Each line that contains the word "breast" counts once; give the total for the records below and nothing else.
#### Dataset content ####
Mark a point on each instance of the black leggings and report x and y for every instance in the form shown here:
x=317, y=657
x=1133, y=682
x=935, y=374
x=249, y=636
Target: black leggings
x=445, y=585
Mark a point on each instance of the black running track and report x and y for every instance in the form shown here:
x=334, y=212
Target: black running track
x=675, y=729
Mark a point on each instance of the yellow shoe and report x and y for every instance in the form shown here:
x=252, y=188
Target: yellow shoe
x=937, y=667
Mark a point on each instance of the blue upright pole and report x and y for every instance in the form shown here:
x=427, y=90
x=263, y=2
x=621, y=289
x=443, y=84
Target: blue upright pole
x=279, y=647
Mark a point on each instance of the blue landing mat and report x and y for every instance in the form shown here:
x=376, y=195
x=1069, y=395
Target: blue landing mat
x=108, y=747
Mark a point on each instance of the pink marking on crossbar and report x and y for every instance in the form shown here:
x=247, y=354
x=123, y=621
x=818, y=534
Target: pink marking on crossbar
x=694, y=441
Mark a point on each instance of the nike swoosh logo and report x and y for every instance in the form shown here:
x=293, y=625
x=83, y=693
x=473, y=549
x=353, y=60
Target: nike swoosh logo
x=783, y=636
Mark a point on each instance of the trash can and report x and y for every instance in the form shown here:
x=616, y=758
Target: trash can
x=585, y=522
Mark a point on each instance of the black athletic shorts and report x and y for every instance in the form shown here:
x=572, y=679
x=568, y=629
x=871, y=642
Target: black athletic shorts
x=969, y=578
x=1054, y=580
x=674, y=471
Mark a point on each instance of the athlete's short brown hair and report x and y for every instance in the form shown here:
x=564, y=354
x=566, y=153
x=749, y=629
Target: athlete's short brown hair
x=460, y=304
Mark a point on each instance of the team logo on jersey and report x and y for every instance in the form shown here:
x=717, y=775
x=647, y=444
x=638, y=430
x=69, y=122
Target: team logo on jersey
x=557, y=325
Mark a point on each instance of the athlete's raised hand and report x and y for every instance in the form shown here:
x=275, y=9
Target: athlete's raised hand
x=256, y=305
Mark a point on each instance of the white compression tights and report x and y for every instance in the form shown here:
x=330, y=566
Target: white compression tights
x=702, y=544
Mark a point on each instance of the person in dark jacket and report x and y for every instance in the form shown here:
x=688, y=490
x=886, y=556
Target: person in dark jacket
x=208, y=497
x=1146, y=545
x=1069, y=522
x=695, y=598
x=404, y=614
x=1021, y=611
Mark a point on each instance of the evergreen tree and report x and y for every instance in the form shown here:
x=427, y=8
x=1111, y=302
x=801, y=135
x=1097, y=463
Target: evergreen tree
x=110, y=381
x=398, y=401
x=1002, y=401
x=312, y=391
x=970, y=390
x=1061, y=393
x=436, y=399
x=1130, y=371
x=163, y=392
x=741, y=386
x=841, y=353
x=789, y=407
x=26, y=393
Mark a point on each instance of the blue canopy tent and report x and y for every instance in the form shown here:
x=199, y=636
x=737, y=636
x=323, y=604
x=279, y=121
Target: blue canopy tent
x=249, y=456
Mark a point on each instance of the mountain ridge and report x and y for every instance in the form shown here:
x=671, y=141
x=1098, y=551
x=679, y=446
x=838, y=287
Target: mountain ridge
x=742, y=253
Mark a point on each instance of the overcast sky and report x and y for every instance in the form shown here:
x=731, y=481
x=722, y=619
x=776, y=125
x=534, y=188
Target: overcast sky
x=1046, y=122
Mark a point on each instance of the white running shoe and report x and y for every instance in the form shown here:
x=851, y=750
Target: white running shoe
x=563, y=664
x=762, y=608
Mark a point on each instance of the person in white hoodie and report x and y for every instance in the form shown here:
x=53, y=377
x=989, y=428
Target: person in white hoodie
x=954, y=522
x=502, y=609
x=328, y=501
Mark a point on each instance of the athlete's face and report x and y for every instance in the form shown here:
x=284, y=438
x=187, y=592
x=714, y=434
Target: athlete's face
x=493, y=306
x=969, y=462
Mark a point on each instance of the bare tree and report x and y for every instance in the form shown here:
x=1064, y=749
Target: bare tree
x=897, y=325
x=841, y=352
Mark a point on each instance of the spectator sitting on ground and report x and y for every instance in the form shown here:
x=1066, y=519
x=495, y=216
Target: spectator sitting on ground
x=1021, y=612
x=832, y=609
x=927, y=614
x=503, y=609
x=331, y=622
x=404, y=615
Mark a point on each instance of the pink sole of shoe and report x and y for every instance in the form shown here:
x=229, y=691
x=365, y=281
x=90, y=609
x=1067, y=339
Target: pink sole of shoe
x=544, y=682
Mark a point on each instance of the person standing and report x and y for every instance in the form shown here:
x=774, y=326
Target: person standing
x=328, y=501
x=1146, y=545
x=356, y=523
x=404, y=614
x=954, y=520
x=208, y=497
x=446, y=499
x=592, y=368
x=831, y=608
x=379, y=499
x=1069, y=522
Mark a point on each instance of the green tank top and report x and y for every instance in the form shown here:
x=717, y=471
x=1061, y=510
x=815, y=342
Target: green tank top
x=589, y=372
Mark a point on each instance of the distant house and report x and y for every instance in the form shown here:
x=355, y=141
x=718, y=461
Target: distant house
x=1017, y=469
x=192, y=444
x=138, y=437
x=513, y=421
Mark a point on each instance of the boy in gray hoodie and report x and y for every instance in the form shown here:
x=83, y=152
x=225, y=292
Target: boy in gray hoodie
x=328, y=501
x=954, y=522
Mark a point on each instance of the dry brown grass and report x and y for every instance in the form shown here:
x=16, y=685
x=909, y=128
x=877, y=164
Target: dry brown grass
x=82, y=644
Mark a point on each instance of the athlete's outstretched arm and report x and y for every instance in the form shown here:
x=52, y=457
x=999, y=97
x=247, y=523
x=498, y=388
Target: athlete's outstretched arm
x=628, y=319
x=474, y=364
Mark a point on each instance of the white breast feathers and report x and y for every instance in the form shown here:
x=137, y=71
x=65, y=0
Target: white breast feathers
####
Result of the task: 2